:: What is expected ::
Find the line containing "written like (220,56).", then output it and every line after it through the end of the listing below, exactly as written.
↓↓↓
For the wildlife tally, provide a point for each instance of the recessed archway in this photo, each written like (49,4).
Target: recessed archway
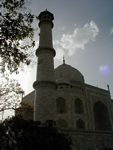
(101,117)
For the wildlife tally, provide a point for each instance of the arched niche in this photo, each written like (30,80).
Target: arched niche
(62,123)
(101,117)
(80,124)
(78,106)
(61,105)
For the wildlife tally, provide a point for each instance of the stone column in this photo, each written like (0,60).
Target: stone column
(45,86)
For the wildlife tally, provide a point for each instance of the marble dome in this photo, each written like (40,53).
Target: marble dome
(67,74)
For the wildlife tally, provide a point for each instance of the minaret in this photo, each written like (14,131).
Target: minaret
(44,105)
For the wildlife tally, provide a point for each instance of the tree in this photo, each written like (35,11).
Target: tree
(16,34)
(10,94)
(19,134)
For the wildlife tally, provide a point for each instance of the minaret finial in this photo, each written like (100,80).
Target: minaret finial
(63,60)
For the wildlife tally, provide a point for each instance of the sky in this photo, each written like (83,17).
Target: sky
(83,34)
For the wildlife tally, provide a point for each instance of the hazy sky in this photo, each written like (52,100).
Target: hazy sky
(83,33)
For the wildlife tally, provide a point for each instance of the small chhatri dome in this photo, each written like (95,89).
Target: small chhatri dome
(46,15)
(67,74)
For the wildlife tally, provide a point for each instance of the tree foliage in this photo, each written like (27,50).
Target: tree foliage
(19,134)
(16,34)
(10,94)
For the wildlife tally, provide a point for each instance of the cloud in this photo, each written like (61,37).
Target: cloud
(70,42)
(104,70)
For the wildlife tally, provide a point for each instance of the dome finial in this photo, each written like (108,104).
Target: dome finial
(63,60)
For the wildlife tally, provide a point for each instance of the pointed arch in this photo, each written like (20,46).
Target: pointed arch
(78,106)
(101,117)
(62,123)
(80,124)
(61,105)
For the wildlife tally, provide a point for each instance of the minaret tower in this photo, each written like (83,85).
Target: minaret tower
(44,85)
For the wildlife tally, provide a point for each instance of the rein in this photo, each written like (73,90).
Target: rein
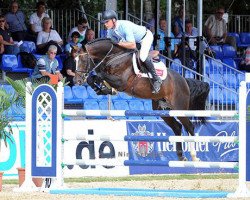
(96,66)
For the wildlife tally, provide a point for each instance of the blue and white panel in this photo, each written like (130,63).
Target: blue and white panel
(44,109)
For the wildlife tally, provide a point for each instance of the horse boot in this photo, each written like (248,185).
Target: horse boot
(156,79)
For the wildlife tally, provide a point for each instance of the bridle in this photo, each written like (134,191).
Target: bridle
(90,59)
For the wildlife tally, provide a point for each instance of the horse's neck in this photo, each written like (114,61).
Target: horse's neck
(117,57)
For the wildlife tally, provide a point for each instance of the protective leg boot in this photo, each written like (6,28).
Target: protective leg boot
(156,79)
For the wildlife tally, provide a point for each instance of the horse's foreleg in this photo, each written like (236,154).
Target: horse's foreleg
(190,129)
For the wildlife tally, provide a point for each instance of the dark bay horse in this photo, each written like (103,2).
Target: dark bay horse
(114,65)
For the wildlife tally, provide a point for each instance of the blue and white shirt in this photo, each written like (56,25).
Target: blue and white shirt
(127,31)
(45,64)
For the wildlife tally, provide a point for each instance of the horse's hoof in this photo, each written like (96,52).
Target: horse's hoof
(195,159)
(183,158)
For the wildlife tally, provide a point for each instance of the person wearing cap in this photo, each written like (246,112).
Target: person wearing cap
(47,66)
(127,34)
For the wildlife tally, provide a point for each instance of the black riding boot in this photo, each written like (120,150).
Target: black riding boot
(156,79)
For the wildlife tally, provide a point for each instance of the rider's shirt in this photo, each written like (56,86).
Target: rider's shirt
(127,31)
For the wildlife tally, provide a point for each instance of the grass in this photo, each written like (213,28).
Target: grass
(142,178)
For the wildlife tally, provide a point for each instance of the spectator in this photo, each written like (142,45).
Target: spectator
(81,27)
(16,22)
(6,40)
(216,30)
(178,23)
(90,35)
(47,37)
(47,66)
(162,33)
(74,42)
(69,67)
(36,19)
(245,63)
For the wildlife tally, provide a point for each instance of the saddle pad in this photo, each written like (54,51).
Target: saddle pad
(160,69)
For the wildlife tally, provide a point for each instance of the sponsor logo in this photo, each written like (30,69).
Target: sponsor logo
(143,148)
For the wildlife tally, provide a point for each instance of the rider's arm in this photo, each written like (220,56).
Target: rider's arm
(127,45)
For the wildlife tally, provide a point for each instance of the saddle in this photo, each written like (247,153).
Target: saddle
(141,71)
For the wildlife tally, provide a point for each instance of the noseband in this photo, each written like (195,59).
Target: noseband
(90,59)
↑↑↑
:: Written response ::
For the wildlife tally, provide a point for each instance of the rider's arm in this photo, each written like (220,56).
Target: rider's arm
(127,45)
For the wildlife tally, provide a point for each instance of the saddle in this photo, each written like (247,153).
Target: saddle
(141,71)
For the wildlife tally, provide a point for each instance of the noseband in this photo, each written like (195,59).
Target: noseband
(90,59)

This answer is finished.